#### 処理対象リスト

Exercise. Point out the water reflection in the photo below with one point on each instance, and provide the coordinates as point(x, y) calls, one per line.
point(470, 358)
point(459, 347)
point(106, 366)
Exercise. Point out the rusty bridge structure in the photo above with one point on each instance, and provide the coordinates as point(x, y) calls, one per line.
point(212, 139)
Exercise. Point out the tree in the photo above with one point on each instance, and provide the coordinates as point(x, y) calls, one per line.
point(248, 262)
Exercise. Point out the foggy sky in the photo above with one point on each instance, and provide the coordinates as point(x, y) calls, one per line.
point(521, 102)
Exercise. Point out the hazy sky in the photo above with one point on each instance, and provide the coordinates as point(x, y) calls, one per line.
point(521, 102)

########
#### 処理対象リスト

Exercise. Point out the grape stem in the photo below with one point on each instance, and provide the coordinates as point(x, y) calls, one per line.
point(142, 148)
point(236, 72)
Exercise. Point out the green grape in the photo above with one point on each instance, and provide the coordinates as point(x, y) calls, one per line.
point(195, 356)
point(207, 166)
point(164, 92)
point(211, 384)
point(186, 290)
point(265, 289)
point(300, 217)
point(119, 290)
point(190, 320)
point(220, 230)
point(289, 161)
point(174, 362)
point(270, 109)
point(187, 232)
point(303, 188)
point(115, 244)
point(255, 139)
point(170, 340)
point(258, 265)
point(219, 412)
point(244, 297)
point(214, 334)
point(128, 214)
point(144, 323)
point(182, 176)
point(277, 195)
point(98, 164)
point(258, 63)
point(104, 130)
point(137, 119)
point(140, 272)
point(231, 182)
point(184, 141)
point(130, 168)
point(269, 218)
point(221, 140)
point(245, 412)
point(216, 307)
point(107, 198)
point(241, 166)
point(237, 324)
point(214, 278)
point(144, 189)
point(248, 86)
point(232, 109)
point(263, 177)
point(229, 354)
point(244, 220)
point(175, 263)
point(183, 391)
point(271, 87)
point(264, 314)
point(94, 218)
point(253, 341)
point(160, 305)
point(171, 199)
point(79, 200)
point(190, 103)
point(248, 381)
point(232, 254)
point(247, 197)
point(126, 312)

########
#### 処理対象リスト

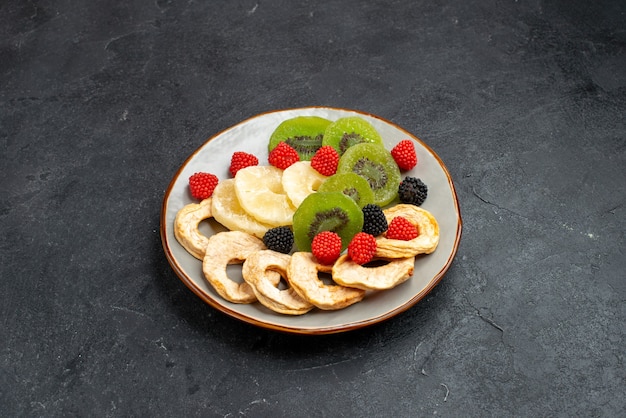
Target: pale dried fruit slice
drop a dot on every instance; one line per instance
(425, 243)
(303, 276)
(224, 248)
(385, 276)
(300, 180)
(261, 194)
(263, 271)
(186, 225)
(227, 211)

########

* 作業指示 *
上のリストのうち、「Exercise. Point out the rusty」を含む行から「point(248, 262)」を含む行まで（両端の行を含む）を、1行を1つの文字列とするJSONリストの形で書き出してください。空行は除いてください。

* 課題の解答 *
[
  "Exercise. Point out the rusty bridge structure in the photo above with one point on each instance, and provide the coordinates as point(x, y) calls, one per line.",
  "point(212, 139)",
  "Exercise. Point out the tree in the photo above with one point on each instance, and provide the coordinates as point(x, y) calls, one per line.",
  "point(248, 262)"
]